== Input for this task

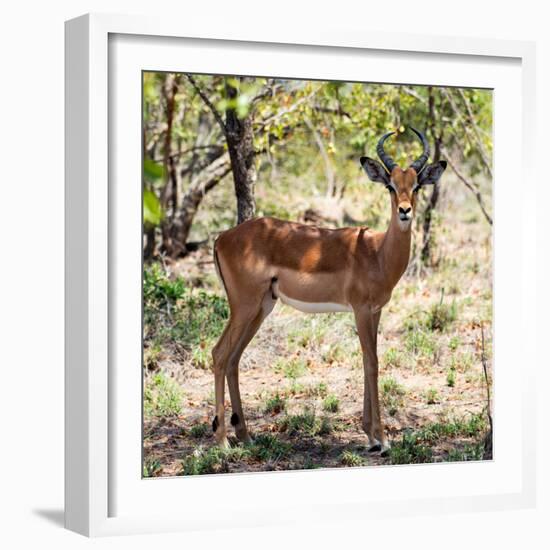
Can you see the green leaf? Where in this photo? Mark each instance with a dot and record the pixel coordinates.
(152, 210)
(152, 170)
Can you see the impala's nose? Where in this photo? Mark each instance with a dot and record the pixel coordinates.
(405, 212)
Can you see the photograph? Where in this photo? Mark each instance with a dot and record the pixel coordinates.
(317, 287)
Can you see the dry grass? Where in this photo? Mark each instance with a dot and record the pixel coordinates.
(296, 361)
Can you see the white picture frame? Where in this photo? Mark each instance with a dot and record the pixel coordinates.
(104, 489)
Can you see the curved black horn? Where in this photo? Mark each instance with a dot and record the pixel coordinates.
(389, 163)
(419, 163)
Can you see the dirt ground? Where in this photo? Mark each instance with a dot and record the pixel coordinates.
(432, 380)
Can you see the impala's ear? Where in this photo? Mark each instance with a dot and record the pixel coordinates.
(375, 170)
(432, 173)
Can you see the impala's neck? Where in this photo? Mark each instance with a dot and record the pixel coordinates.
(395, 249)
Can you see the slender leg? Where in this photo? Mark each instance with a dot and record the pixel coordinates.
(237, 418)
(242, 326)
(367, 327)
(219, 355)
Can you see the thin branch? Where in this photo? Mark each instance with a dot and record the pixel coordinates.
(469, 185)
(288, 110)
(183, 152)
(207, 102)
(472, 126)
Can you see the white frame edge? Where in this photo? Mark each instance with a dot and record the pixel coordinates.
(86, 240)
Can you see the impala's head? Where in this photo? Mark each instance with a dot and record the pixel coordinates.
(403, 184)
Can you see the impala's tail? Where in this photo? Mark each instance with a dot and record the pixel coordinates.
(218, 268)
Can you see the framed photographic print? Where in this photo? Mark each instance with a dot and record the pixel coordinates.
(292, 271)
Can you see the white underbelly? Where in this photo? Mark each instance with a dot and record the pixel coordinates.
(312, 307)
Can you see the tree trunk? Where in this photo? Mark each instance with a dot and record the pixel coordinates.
(169, 191)
(240, 143)
(204, 182)
(427, 239)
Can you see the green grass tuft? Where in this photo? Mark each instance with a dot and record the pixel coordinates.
(331, 403)
(161, 396)
(349, 458)
(275, 404)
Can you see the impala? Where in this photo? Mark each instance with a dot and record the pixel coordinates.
(317, 270)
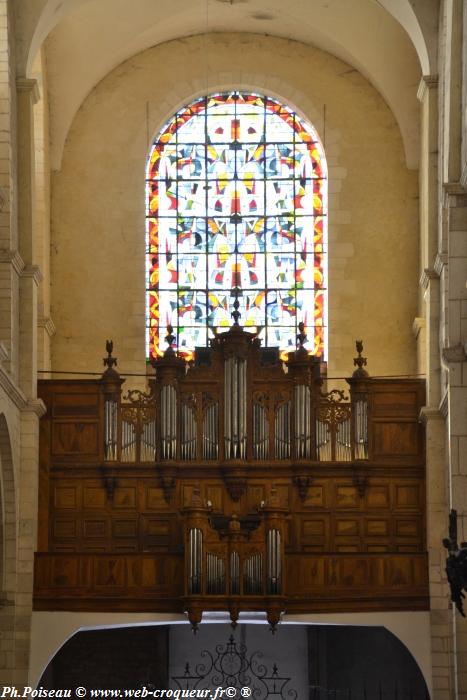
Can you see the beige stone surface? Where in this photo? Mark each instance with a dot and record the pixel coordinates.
(98, 226)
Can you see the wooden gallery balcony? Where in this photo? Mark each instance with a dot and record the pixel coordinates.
(240, 482)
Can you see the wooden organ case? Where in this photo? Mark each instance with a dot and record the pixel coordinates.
(238, 482)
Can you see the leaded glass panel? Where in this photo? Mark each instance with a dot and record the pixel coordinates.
(236, 208)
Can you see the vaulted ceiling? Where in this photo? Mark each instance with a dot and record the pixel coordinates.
(391, 42)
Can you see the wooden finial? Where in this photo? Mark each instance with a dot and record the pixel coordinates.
(359, 362)
(110, 362)
(301, 336)
(236, 313)
(169, 339)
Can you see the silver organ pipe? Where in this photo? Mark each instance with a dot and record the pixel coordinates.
(344, 441)
(210, 432)
(323, 441)
(253, 574)
(235, 402)
(128, 450)
(169, 421)
(282, 431)
(234, 573)
(148, 440)
(195, 560)
(188, 433)
(111, 428)
(360, 408)
(215, 574)
(302, 397)
(274, 563)
(260, 432)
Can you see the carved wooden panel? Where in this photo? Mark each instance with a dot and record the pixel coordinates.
(316, 496)
(75, 439)
(396, 439)
(353, 536)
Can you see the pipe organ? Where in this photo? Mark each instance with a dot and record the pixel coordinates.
(236, 482)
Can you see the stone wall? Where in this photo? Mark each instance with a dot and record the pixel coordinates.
(98, 206)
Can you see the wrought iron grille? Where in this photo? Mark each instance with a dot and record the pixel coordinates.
(230, 665)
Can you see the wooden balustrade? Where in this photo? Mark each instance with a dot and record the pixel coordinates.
(235, 484)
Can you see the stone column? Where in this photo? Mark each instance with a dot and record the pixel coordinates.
(442, 646)
(27, 486)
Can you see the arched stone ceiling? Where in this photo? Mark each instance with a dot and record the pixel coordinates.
(383, 39)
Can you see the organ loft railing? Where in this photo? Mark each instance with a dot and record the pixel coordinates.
(238, 405)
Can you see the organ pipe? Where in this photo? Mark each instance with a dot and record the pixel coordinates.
(111, 428)
(128, 450)
(252, 574)
(260, 432)
(323, 442)
(235, 408)
(215, 574)
(188, 433)
(169, 422)
(344, 441)
(282, 431)
(234, 573)
(302, 397)
(210, 432)
(195, 562)
(274, 563)
(360, 409)
(148, 441)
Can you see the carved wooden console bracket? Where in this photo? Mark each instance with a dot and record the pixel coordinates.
(361, 483)
(303, 483)
(168, 483)
(235, 481)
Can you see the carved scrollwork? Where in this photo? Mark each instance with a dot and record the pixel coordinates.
(331, 408)
(138, 415)
(135, 396)
(262, 398)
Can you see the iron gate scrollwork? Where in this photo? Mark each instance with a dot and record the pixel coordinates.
(231, 666)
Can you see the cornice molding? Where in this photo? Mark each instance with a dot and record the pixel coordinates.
(444, 405)
(13, 258)
(427, 275)
(428, 413)
(13, 392)
(440, 261)
(427, 82)
(463, 179)
(48, 325)
(33, 272)
(455, 353)
(452, 189)
(3, 197)
(29, 85)
(36, 406)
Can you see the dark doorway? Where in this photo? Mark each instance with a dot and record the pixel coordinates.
(303, 662)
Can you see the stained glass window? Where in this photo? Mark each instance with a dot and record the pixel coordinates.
(236, 209)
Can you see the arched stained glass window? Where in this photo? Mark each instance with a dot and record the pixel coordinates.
(236, 210)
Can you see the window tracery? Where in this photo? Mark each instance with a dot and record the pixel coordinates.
(236, 211)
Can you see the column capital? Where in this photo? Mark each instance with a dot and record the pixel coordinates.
(29, 85)
(36, 406)
(440, 261)
(13, 258)
(428, 274)
(418, 325)
(33, 272)
(427, 82)
(48, 325)
(428, 413)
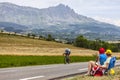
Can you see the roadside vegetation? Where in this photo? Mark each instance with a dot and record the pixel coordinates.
(106, 77)
(19, 50)
(15, 61)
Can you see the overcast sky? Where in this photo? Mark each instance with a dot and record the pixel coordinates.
(103, 10)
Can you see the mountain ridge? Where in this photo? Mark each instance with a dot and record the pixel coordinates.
(58, 20)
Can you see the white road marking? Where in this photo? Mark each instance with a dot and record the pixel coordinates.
(32, 78)
(7, 71)
(83, 69)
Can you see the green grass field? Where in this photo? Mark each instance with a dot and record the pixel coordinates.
(105, 77)
(15, 61)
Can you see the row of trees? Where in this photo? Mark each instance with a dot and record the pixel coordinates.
(80, 41)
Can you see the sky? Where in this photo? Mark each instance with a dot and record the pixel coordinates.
(102, 10)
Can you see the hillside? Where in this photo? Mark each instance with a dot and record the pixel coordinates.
(17, 45)
(61, 21)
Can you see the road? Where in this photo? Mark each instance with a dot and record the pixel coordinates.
(44, 72)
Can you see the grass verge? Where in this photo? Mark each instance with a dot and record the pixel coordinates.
(106, 77)
(15, 61)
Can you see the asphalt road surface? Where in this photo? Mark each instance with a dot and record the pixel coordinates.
(44, 72)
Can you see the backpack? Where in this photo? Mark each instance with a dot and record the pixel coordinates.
(102, 58)
(67, 52)
(111, 65)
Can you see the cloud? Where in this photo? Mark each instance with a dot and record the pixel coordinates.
(108, 20)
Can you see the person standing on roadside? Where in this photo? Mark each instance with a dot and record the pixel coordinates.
(66, 55)
(101, 57)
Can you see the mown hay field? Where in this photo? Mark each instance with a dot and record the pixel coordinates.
(17, 45)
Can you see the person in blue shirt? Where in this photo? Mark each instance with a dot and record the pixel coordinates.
(101, 58)
(67, 55)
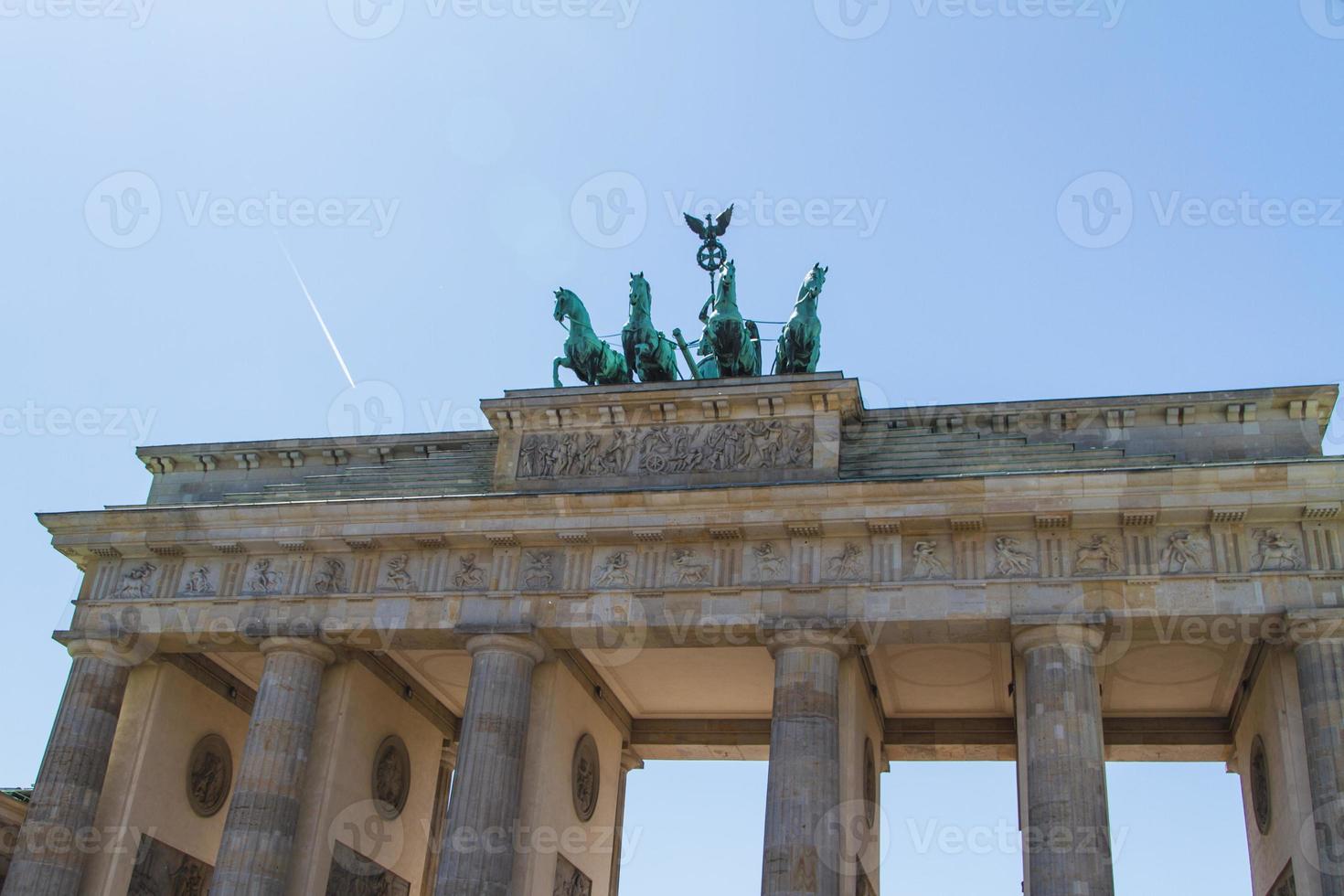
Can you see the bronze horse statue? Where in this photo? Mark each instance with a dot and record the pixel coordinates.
(648, 352)
(591, 357)
(800, 343)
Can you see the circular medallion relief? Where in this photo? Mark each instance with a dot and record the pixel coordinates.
(586, 778)
(869, 784)
(210, 774)
(1260, 786)
(391, 781)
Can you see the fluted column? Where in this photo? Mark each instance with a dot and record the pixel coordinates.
(1067, 840)
(477, 850)
(1318, 647)
(54, 842)
(258, 841)
(629, 762)
(801, 844)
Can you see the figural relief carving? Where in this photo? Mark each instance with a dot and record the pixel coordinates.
(848, 564)
(539, 571)
(657, 450)
(134, 584)
(210, 774)
(199, 583)
(926, 563)
(1184, 554)
(614, 572)
(1097, 557)
(398, 574)
(771, 564)
(1011, 559)
(687, 567)
(1275, 552)
(263, 579)
(332, 578)
(469, 575)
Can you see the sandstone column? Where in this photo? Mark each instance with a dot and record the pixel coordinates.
(1318, 640)
(258, 840)
(56, 840)
(1067, 840)
(629, 762)
(477, 849)
(801, 841)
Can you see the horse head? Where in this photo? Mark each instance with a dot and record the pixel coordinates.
(641, 297)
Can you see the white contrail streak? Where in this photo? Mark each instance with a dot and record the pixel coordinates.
(316, 314)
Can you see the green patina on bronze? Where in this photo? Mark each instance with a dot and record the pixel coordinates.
(730, 346)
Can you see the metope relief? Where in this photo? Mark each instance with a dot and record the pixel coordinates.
(771, 566)
(469, 575)
(615, 571)
(1097, 557)
(1184, 552)
(846, 566)
(136, 583)
(1012, 559)
(660, 450)
(1275, 552)
(925, 563)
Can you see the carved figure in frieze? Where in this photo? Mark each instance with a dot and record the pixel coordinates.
(1183, 554)
(199, 583)
(468, 574)
(848, 564)
(539, 572)
(1011, 559)
(928, 566)
(398, 572)
(1275, 552)
(332, 578)
(263, 579)
(771, 566)
(687, 569)
(1098, 557)
(134, 584)
(615, 571)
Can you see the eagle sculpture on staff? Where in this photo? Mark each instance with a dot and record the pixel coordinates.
(712, 252)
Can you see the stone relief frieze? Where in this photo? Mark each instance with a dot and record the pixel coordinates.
(263, 578)
(1012, 559)
(1275, 552)
(846, 566)
(925, 563)
(136, 581)
(331, 577)
(615, 571)
(661, 450)
(771, 564)
(571, 880)
(163, 870)
(469, 574)
(1097, 557)
(1184, 552)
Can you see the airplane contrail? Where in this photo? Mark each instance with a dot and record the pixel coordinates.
(316, 314)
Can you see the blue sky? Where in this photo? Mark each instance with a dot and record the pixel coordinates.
(1018, 199)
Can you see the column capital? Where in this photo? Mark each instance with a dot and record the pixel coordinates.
(1312, 626)
(305, 646)
(520, 645)
(831, 641)
(1081, 630)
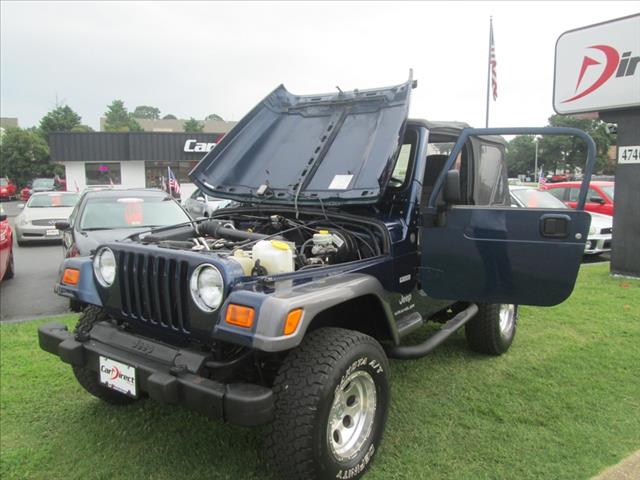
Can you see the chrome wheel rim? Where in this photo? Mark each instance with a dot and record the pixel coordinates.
(351, 415)
(507, 319)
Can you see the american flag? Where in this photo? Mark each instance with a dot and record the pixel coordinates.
(493, 63)
(173, 182)
(542, 180)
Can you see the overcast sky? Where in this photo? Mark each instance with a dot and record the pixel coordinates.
(192, 59)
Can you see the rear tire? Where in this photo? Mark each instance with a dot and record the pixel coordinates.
(493, 328)
(87, 378)
(331, 404)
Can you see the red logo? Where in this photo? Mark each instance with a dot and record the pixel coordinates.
(612, 59)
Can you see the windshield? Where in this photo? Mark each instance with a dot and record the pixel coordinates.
(609, 191)
(532, 198)
(53, 200)
(43, 183)
(130, 212)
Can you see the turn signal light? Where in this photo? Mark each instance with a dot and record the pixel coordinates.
(240, 316)
(292, 321)
(70, 276)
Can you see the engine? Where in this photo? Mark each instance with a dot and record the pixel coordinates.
(276, 243)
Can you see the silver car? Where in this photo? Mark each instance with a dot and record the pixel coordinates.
(37, 221)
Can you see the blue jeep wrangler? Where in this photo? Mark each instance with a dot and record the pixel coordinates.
(353, 227)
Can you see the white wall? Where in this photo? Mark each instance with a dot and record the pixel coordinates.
(75, 176)
(132, 174)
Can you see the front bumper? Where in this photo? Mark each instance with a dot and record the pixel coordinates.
(167, 374)
(37, 233)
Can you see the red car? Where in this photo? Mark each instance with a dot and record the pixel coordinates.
(6, 248)
(7, 189)
(599, 198)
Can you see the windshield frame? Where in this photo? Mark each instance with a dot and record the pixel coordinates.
(33, 197)
(609, 191)
(559, 204)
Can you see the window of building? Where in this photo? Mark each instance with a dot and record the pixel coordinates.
(156, 172)
(103, 173)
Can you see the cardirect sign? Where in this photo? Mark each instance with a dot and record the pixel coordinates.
(598, 67)
(193, 146)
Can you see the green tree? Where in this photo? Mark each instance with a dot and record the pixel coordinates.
(24, 155)
(118, 119)
(193, 126)
(60, 119)
(521, 152)
(147, 112)
(560, 151)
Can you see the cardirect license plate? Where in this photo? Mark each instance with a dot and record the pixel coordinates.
(118, 376)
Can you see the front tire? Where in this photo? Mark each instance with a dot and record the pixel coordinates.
(331, 404)
(87, 378)
(493, 328)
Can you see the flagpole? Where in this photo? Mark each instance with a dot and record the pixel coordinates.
(486, 122)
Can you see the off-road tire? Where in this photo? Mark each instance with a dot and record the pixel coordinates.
(484, 333)
(10, 271)
(86, 377)
(298, 444)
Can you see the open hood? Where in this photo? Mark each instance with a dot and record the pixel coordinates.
(339, 148)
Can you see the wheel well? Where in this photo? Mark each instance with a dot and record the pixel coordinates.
(364, 314)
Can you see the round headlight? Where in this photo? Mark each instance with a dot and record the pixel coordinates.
(104, 266)
(207, 287)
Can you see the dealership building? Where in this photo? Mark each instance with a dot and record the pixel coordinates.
(129, 159)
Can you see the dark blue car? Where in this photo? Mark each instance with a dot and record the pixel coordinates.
(355, 227)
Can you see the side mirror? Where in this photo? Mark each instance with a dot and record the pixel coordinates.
(62, 225)
(452, 187)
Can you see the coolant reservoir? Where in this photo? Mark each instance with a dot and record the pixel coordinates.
(274, 255)
(245, 261)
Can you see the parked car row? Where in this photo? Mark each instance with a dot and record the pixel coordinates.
(600, 198)
(6, 247)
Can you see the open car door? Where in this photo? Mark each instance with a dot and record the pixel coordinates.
(495, 253)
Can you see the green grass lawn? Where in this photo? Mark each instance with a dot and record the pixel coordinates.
(564, 402)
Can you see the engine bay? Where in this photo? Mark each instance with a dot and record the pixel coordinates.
(275, 243)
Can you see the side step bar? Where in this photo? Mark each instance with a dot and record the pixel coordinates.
(410, 352)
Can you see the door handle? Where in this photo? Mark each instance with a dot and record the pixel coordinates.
(554, 225)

====

**Exercise aim**. Write out, word for word, every line from the one containing "Can you see the engine bay?" through the last line of the records above.

**Completed exercise**.
Can you see the engine bay? Where in this photo? Mark each instance with a dot and record the pixel coordinates.
(275, 243)
Can you see the side step bar? Where in this photo? Mark each instance with a dot and record the pixel coordinates.
(410, 352)
Can you see the door handle? Where in this photo? Mark each instance with a dot and record the pixel coordinates.
(554, 225)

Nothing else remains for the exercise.